• _EXCERPT PROVIDED_:
* BEGIN *

Week 5: We began the week by running simulations on random graphs using the protocol outlined in the previous week. On average, the protocol performed better than a random ordering by around 2-5%, which isn’t as drastic as the difference in performance achieved using scale-free networks. This makes sense as random graphs are not conducive to the formation of high degree nodes, through which we can aggregate and disseminate information. As such, we rely more on local clusters of nodes, which can be bounded using the local learning requirement [1]. Even then, the local nature of decisions doesn’t provide any independence or clustering guarantees, which might explain the smaller learning rate compared to a preferential attachment network, for example.; To gain a better intuition of local learning properties, we returned our attention to the Watts Strogatz small worlds graphs. We can quantify the structural properties of these graphs by their characteristic path length L(p) (the longest path in the graph) and clustering coefficient C(p) (how connected a nodes neighbors are) as p grows from zero to one. Notably, as p grows, the graph C(p) decreases and L(p) increases. In other words, as randomness of the graph increases, the less clusters form and the diameter of the graph increases. It follows that for a random ordering on a Watts Strogatz graph, there exists a negative correlation between the learning rate and the C(p) and a positive correlation between learning rate and L(p). This gives us insight into negative clusters induced by local clusters can negatively impact the learning rate of the network as a whole.; In addition to the Watts Strogatz graph, we also tried to find “good graphs” that produce good learning rates with high probability under a fixed ordering. Looking through simple graph structures, we found that a connected caveman graph provided some robustness guarantees. A connected caveman graph is a set of k-cliques connected in a sequential order. In a k-clique, the probability of a negative cascade can depend on as little as the two starting nodes. However, if we connected this to other k-cliques, we can provide a corrective measure under a sequential ordering of cliques.

* END *

List every kind of graph, network or graph structure named in the week 5 notes. The rows that follow have no connection to the week 5 notes.

• _ENTRIES PROVIDED_:

* BEGIN *

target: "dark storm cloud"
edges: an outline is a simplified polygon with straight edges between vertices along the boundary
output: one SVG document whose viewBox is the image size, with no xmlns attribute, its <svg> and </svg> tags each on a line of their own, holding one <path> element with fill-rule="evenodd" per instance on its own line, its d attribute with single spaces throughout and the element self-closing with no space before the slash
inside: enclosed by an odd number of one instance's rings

* END *
* BEGIN *

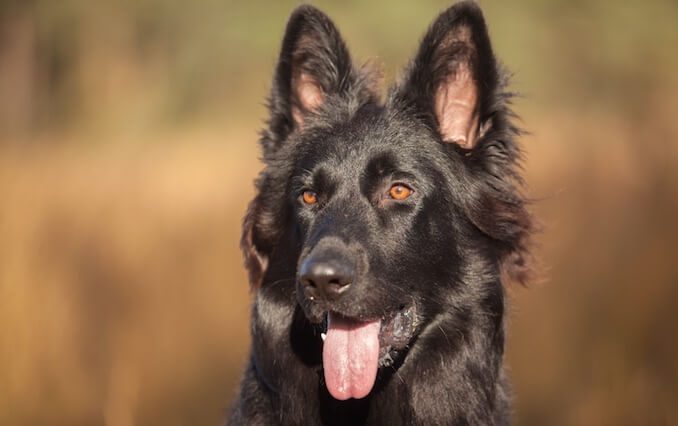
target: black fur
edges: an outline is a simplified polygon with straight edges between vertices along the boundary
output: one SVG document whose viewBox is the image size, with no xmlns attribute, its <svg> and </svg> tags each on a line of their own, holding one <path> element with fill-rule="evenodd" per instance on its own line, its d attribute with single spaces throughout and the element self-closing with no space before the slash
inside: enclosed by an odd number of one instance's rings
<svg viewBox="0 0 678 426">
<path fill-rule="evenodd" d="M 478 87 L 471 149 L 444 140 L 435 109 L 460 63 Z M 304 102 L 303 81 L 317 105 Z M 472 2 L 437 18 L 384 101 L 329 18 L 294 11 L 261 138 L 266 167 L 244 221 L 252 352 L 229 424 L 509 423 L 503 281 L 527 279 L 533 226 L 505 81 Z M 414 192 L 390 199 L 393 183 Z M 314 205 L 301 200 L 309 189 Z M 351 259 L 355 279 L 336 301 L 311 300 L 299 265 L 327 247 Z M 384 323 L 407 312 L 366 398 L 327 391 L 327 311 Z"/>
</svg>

* END *

• _SOLUTION_:
- Random graphs
- Scale-free networks
- Preferential attachment network
- Watts Strogatz small worlds graphs
- Connected caveman graph
- k-cliques